*STATED PROBLEM:* Leave out the pictures and copy everything else below exactly.

*EXERCISE MATERIAL:*
+++

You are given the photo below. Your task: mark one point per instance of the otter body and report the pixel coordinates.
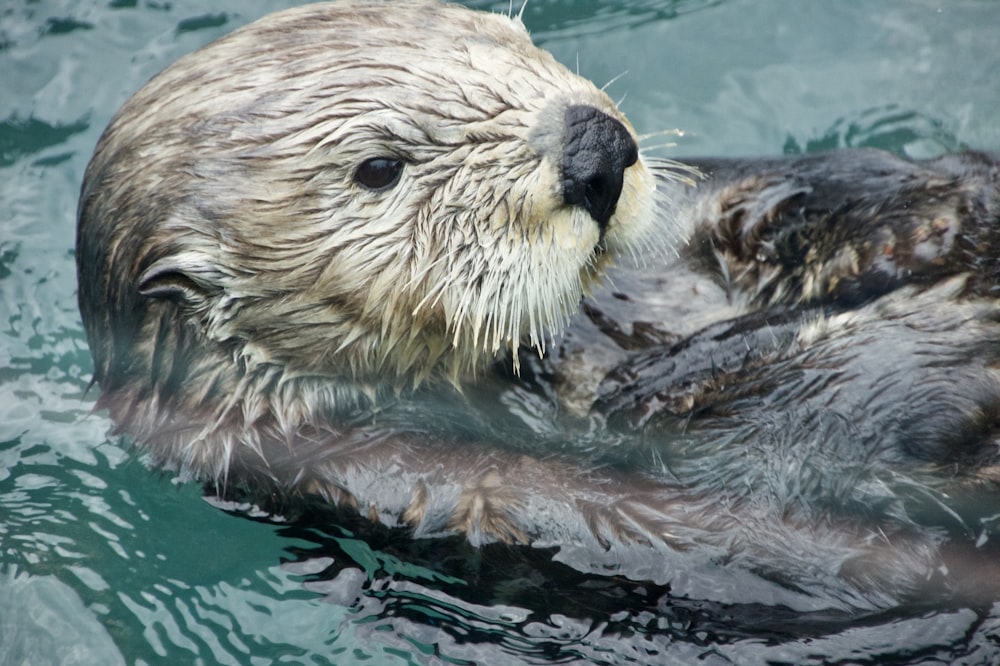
(322, 263)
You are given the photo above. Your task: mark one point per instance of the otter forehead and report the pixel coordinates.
(362, 190)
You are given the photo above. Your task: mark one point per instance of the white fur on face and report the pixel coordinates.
(470, 252)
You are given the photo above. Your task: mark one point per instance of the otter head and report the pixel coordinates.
(350, 195)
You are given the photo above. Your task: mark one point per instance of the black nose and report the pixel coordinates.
(598, 150)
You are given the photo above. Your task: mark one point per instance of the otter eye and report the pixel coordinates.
(379, 173)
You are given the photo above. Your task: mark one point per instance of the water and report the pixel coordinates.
(103, 560)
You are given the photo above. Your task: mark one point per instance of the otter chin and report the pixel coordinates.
(393, 258)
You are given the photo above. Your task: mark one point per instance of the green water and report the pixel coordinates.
(104, 561)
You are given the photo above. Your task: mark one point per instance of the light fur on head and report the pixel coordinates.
(221, 221)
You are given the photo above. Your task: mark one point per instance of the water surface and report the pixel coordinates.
(103, 560)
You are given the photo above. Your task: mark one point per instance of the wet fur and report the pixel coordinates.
(806, 389)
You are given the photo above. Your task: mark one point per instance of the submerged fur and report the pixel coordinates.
(806, 390)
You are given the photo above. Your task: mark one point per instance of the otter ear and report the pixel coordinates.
(178, 278)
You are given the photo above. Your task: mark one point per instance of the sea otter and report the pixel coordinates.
(395, 258)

+++

*FULL RESPONSE:*
You are given the photo below. Your task: mark one point per instance of the otter body and report the pixel coordinates.
(322, 263)
You are given the photo above. Your task: mark one point per instance of the otter forehead and report the pixel coordinates.
(362, 190)
You are given the photo above. Your task: mark one point per instance of the white fur on face and report the pixel coordinates.
(470, 252)
You are given the photo above. Your task: mark one point per instance of the otter head and report the pixel coordinates.
(350, 195)
You are given the photo above. Your task: mark one point per instance of the black nose and report the pixel coordinates.
(598, 150)
You are given the photo above. Your task: mark one point per instance of the otter eye and report the pixel coordinates.
(379, 173)
You are given the photo above. Your task: mark one point per instance of the water and report the pixel coordinates.
(103, 560)
You are given the photo above. Your task: mark one point per instance of the otter chin and report the pixel coordinates.
(393, 258)
You are given the photo above. Your task: mark one point per instance of the green water and report the pixel coordinates.
(104, 561)
You are given the photo above. Your task: mark one point per instance of the light fur on head and report the pixel coordinates.
(221, 221)
You are given the photo above. Your task: mark one point per instance of the water surface and report the pixel coordinates.
(103, 560)
You are given the photo above. Your task: mark one point per instance of the wet fur and report the pixel coordinates.
(806, 389)
You are given the photo above. Your task: mark one point per instance of the submerged fur and report the pixel coordinates.
(806, 390)
You are given the photo above. Your task: mark one point per instance of the otter ear and report the pixel coordinates.
(178, 278)
You are given the photo above. Your task: mark one point per instance of the sea otter and report the pixel coordinates.
(395, 258)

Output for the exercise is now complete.